What you should do: Copy out each line of the material below with no changes.

******************************

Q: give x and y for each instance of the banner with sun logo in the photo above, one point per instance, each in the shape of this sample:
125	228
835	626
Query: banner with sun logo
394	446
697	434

******************************

Expected answer:
Q: give x and y for each instance of the banner with sun logo in the photo above, one point per instance, each in the shape of this sample:
125	228
835	626
Query: banner with sun logo
394	446
697	434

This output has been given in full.